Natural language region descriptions
========================================================================

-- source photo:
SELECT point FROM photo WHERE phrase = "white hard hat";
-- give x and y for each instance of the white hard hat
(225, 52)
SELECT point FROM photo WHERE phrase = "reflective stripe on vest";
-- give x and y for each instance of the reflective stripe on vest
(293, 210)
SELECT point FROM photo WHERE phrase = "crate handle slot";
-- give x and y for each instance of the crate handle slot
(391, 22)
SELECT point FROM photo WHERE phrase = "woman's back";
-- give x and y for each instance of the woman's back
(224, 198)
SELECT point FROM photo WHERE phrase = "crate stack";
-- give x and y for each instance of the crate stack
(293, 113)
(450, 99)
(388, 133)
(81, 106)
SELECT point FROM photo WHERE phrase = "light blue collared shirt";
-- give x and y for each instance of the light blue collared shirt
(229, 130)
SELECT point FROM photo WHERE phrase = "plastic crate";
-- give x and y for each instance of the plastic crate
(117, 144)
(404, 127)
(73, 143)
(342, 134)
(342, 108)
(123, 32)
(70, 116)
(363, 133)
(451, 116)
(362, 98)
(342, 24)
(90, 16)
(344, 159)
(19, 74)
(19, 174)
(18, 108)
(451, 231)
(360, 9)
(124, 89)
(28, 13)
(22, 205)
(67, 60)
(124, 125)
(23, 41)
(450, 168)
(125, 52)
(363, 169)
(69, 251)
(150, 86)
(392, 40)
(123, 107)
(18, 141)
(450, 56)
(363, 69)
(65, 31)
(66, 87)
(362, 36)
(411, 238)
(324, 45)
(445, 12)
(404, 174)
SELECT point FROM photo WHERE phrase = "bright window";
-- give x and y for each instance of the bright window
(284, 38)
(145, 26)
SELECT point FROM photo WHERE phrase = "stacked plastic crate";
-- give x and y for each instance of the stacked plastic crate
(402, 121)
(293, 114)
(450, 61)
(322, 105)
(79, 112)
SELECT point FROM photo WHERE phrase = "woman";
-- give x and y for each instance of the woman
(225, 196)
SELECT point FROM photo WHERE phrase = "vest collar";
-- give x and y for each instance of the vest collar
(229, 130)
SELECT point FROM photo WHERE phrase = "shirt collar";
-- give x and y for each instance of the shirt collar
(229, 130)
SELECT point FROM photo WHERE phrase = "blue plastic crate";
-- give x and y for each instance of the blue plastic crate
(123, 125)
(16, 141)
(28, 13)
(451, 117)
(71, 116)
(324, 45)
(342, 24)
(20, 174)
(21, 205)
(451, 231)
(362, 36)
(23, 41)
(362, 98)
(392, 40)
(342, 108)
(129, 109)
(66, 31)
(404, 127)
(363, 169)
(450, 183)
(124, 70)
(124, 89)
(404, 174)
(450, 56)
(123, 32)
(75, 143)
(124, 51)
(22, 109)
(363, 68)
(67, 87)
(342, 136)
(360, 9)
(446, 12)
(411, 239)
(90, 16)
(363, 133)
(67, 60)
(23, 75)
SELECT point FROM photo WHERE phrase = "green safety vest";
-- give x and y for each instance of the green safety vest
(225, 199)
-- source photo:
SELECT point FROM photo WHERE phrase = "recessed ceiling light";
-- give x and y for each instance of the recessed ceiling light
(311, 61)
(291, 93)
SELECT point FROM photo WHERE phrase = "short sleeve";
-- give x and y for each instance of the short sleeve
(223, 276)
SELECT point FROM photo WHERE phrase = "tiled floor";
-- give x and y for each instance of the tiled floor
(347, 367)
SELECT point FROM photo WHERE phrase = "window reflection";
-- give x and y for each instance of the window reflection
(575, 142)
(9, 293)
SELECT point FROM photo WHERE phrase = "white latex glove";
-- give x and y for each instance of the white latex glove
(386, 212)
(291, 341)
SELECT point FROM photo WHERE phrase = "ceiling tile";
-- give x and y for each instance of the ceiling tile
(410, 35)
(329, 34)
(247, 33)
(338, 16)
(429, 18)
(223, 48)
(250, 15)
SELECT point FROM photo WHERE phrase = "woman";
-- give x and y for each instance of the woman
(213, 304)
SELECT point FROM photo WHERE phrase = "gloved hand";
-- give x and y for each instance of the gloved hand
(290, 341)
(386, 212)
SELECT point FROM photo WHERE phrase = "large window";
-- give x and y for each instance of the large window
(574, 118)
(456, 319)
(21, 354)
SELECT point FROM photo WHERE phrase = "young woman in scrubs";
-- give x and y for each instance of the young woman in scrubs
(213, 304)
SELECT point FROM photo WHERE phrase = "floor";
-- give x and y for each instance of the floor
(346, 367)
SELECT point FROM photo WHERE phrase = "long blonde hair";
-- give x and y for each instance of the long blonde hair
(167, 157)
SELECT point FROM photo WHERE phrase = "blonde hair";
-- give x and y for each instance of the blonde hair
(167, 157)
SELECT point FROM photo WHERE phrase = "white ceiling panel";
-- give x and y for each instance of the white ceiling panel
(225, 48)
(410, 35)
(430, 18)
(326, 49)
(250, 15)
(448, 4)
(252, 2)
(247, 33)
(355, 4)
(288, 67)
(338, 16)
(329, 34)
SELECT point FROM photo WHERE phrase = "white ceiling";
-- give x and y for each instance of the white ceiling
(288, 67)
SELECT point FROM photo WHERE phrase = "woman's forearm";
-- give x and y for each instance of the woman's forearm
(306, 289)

========================================================================

● **Instructions to follow**: Make an exact transcription of the entries.

● **Answer box**:
-- source photo:
SELECT point FROM photo WHERE phrase = "white hard hat";
-- give x and y for each instance of the white hard hat
(225, 52)
SELECT point FROM photo WHERE phrase = "reflective stripe on vest";
-- give x and y for each instance of the reflective stripe on vest
(293, 210)
SELECT point FROM photo WHERE phrase = "crate handle slot";
-- give x and y for each instance of the crate handle slot
(391, 22)
SELECT point FROM photo WHERE phrase = "woman's back";
-- give x and y for each instance of the woman's back
(224, 198)
SELECT point FROM photo WHERE phrase = "crate stack";
-- give x and y for each instance of the crate stack
(293, 113)
(450, 99)
(388, 133)
(81, 106)
SELECT point FROM photo WHERE phrase = "light blue collared shirt";
-- give x and y for each instance of the light blue collared shirt
(229, 130)
SELECT point FROM photo WHERE phrase = "plastic crate";
-- give x and y for each instance of the plastic crate
(117, 144)
(404, 127)
(73, 143)
(342, 134)
(342, 108)
(123, 32)
(70, 116)
(363, 133)
(451, 116)
(362, 98)
(342, 24)
(90, 16)
(344, 159)
(19, 74)
(19, 174)
(18, 108)
(451, 231)
(360, 9)
(124, 89)
(28, 13)
(22, 205)
(67, 60)
(124, 125)
(23, 41)
(450, 168)
(125, 52)
(363, 169)
(69, 251)
(150, 86)
(392, 40)
(123, 107)
(18, 141)
(450, 56)
(363, 69)
(65, 31)
(66, 87)
(362, 36)
(411, 238)
(324, 45)
(445, 12)
(404, 174)
SELECT point FROM photo WHERE phrase = "bright window";
-- give x and y for each instance of the bright window
(284, 38)
(145, 26)
SELECT point FROM photo WHERE phrase = "stacked plastic crate";
-- give x and y for each instance of the stacked plastic crate
(402, 121)
(293, 114)
(450, 61)
(322, 105)
(79, 112)
SELECT point FROM photo WHERE phrase = "woman";
-- give x and y for each instance of the woman
(225, 196)
SELECT point FROM photo WHERE phrase = "vest collar";
-- give x and y for each instance of the vest collar
(229, 130)
SELECT point FROM photo WHERE phrase = "shirt collar";
-- give x and y for each instance of the shirt collar
(229, 130)
SELECT point FROM photo WHERE phrase = "blue plastic crate";
-- give x and y for each instance of the blue plastic crate
(123, 125)
(16, 141)
(28, 13)
(451, 117)
(71, 116)
(324, 45)
(342, 24)
(20, 174)
(21, 205)
(451, 231)
(362, 36)
(23, 41)
(362, 98)
(392, 40)
(342, 108)
(129, 109)
(66, 31)
(404, 127)
(363, 169)
(450, 183)
(124, 70)
(124, 89)
(404, 174)
(450, 56)
(123, 32)
(75, 143)
(124, 51)
(22, 109)
(363, 68)
(67, 87)
(342, 136)
(360, 9)
(446, 12)
(411, 239)
(90, 16)
(363, 133)
(67, 60)
(23, 75)
SELECT point FROM photo WHERE phrase = "green safety vest";
-- give x and y for each instance of the green safety vest
(225, 199)
-- source photo:
SELECT point FROM photo WHERE phrase = "recessed ceiling light";
-- give x and y for each instance of the recessed ceiling light
(311, 61)
(291, 93)
SELECT point FROM photo WHERE phrase = "short sleeve";
-- give x and y for each instance of the short sleeve
(223, 276)
SELECT point FROM photo WHERE phrase = "tiled floor";
-- give x and y for each instance of the tiled floor
(347, 367)
SELECT point FROM photo WHERE phrase = "window reflection";
-- give x and y for each instance of the window reflection
(575, 142)
(9, 293)
SELECT point FROM photo WHERE phrase = "white latex glove";
-- give x and y for each instance of the white latex glove
(386, 212)
(291, 341)
SELECT point FROM photo WHERE phrase = "ceiling tile";
-- give x and y for each instance of the ceiling tile
(410, 35)
(329, 34)
(247, 33)
(338, 16)
(429, 18)
(223, 48)
(250, 15)
SELECT point FROM photo WHERE phrase = "woman";
-- give x and y for each instance of the woman
(213, 304)
SELECT point FROM photo WHERE phrase = "gloved hand";
-- give x and y for each instance of the gloved hand
(290, 341)
(386, 212)
SELECT point FROM photo WHERE phrase = "large window";
-- give x and y for each instance of the large window
(574, 118)
(456, 319)
(21, 354)
SELECT point FROM photo WHERE phrase = "young woman in scrubs";
-- give x and y for each instance of the young woman in scrubs
(213, 304)
SELECT point FROM photo WHERE phrase = "floor";
-- give x and y for each instance of the floor
(346, 367)
SELECT point FROM photo WHERE phrase = "long blonde hair";
-- give x and y for each instance of the long blonde hair
(167, 157)
SELECT point FROM photo WHERE phrase = "blonde hair";
-- give x and y for each instance of the blonde hair
(167, 157)
SELECT point FROM photo WHERE phrase = "white ceiling panel";
-- give x and y for each instance of the white ceiling panel
(225, 48)
(410, 35)
(430, 18)
(326, 49)
(250, 15)
(448, 4)
(252, 2)
(247, 33)
(355, 4)
(288, 67)
(338, 16)
(329, 34)
SELECT point FROM photo WHERE phrase = "white ceiling";
-- give x and y for each instance of the white ceiling
(288, 67)
SELECT point FROM photo WHERE phrase = "woman's forearm";
-- give x and y for each instance of the woman's forearm
(306, 289)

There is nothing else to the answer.